### WHAT YOU NEED TO DO
Transcribe every line below exactly; no image goes into the output.

### RECORDS SUPPLIED

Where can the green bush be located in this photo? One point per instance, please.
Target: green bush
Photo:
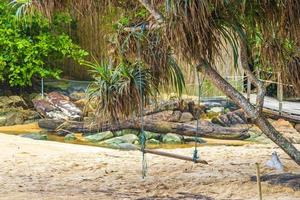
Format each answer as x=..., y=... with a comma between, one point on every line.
x=31, y=46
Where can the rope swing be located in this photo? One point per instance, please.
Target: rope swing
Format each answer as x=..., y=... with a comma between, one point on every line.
x=143, y=149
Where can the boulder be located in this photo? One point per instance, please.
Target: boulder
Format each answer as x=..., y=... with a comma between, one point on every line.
x=186, y=117
x=36, y=136
x=12, y=101
x=216, y=110
x=175, y=117
x=14, y=118
x=126, y=132
x=172, y=138
x=130, y=138
x=70, y=137
x=57, y=106
x=57, y=96
x=75, y=96
x=98, y=137
x=150, y=135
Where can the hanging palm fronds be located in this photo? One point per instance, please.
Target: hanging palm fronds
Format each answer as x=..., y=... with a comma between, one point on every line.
x=155, y=54
x=117, y=91
x=199, y=30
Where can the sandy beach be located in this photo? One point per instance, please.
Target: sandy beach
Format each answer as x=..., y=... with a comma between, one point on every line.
x=47, y=170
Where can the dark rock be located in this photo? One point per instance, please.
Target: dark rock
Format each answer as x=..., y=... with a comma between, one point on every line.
x=75, y=96
x=130, y=138
x=12, y=102
x=14, y=118
x=57, y=106
x=175, y=117
x=126, y=132
x=186, y=117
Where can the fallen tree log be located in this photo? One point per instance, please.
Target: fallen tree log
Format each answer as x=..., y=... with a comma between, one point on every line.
x=163, y=127
x=276, y=115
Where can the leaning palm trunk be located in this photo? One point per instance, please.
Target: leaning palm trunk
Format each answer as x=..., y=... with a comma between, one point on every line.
x=251, y=111
x=254, y=113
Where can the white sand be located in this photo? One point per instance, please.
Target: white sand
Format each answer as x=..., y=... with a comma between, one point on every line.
x=45, y=170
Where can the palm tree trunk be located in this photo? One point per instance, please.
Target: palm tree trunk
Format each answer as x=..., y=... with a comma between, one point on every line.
x=251, y=111
x=255, y=114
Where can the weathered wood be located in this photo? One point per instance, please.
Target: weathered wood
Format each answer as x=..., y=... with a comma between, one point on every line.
x=253, y=112
x=163, y=127
x=176, y=156
x=279, y=92
x=258, y=181
x=289, y=107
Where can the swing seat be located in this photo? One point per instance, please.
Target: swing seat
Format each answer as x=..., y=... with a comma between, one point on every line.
x=171, y=155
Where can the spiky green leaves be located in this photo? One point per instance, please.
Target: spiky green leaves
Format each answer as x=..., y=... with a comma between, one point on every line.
x=120, y=91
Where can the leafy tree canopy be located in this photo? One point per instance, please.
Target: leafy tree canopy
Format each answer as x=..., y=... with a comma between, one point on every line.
x=31, y=46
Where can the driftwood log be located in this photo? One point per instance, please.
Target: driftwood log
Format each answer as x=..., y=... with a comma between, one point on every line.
x=163, y=127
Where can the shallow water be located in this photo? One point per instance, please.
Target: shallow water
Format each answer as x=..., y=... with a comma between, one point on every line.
x=33, y=128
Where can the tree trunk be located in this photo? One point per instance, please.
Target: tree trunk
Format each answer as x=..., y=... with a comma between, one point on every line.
x=163, y=127
x=251, y=111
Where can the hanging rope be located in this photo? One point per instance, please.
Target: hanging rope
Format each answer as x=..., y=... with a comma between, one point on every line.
x=142, y=134
x=200, y=84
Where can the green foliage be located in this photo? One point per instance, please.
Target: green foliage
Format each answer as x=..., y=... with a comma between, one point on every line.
x=121, y=90
x=29, y=47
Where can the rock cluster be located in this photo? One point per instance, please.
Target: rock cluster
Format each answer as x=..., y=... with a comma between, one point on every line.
x=14, y=110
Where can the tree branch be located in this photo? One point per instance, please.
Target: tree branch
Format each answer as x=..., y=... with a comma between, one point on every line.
x=261, y=90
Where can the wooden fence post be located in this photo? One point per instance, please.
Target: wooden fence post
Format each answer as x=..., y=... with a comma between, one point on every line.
x=248, y=88
x=279, y=92
x=258, y=181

### RESPONSE AREA
Where can the green bush be located in this photo? One point per instance, please.
Target: green bush
Photo:
Format each answer as x=..., y=... with a comma between, one point on every line.
x=31, y=46
Where can the rope swing be located in this photo? One point per instance, please.
Target: rope swing
Format each answer as x=..., y=... with a comma between, one point on every line.
x=143, y=149
Where can the boulder be located in this photo? One point per instance, please.
Target: boulder
Format each answer as x=..., y=... with a comma between, one point on every line.
x=186, y=117
x=36, y=136
x=12, y=101
x=216, y=110
x=175, y=117
x=14, y=118
x=126, y=132
x=172, y=138
x=130, y=138
x=70, y=137
x=57, y=106
x=57, y=96
x=75, y=96
x=98, y=137
x=150, y=135
Where can the hanging palm fronds be located in this photo? One point per instance, please.
Target: hanging palm fronds
Format each answer as x=..., y=... with a comma between, one point on every line.
x=155, y=54
x=117, y=91
x=199, y=30
Where can the sandy beach be located in this photo? One point per instance, please.
Target: sandy beach
Format each answer as x=..., y=... with a comma between, one point on every line.
x=47, y=170
Where can the dark rock be located in this photo? One point per instance, please.
Target: dark rock
Format each answer as x=..., y=... with a comma between, one point on every line.
x=75, y=96
x=130, y=138
x=12, y=102
x=14, y=118
x=57, y=106
x=175, y=117
x=126, y=132
x=186, y=117
Where can the fallen tree log be located in this photo? One point per instance, please.
Target: fallen tree log
Format each answer as x=..., y=... with a comma between, one point on every line.
x=163, y=127
x=276, y=115
Where can the leaning palm trunk be located in this photo? One point per instance, please.
Target: leaning palm trunk
Format each answer as x=..., y=... with a comma between, one point on every line.
x=251, y=111
x=254, y=113
Where can the white sand be located in this photo? One point per instance, please.
Target: white sand
Format each answer as x=..., y=... with a comma between, one point on every line.
x=45, y=170
Where can the palm tree trunk be located in this photo? One point per instance, please.
Target: palm tree trunk
Format each answer as x=..., y=... with a comma between, one point on every line.
x=251, y=111
x=255, y=114
Where can the weathered wood be located in this photo? One point per instance, please.
Target: weathered wood
Format each answer as x=..., y=... with a comma between, one point on every line.
x=253, y=112
x=163, y=127
x=176, y=156
x=279, y=92
x=258, y=181
x=289, y=107
Where can the swing seat be located in this photo? One point per instance, please.
Target: swing seat
Format each answer as x=..., y=... with a comma between, one point on every line.
x=171, y=155
Where can the spiky green leaves be located in this photo? One point per instance, please.
Target: spiky green leaves
Format each answer as x=..., y=... with a comma between, one point on every line.
x=120, y=91
Where can the leafy tree canopy be located in this photo? One point per instance, please.
Target: leafy tree canopy
Format each answer as x=..., y=... with a comma between, one point on every line.
x=31, y=46
Where can the driftwood log be located in this photo? One point per instance, please.
Target: driftwood log
Format each answer as x=..., y=... with a comma between, one point on every line.
x=163, y=127
Where can the shallow water be located in this photo? One point per instance, please.
Target: shallow water
Format each answer as x=..., y=... with a comma between, one point on every line.
x=33, y=128
Where can the tree trunk be located in this photo? One point per instance, please.
Target: tree trunk
Format each answer as x=..., y=... with a comma between, one point on every line.
x=163, y=127
x=251, y=111
Where can the hanging rope be located in this photo? One point per instance, please.
Target: hanging rope
Format each answer as x=..., y=... with a comma between, one point on every line.
x=142, y=134
x=200, y=84
Where can the green foliage be located in this photo? One point per instance, please.
Target: green foliage
Format each answer as x=..., y=... with a comma between, one point on every line.
x=121, y=90
x=29, y=47
Where can the rock cluster be located in this photo? One point per instance, please.
Target: rock cluster
Format each answer as x=..., y=... with a comma between, one point on every line.
x=14, y=110
Where can the tree branch be located in this photo? One point per instance, please.
Target: tree branch
Format each answer as x=..., y=... with a comma between, one point on every line.
x=261, y=90
Where can the wooden fence post be located in this photo? One point per instance, please.
Target: wooden fence post
Format each answer as x=..., y=... with a comma between, one point on every line.
x=248, y=88
x=279, y=92
x=258, y=181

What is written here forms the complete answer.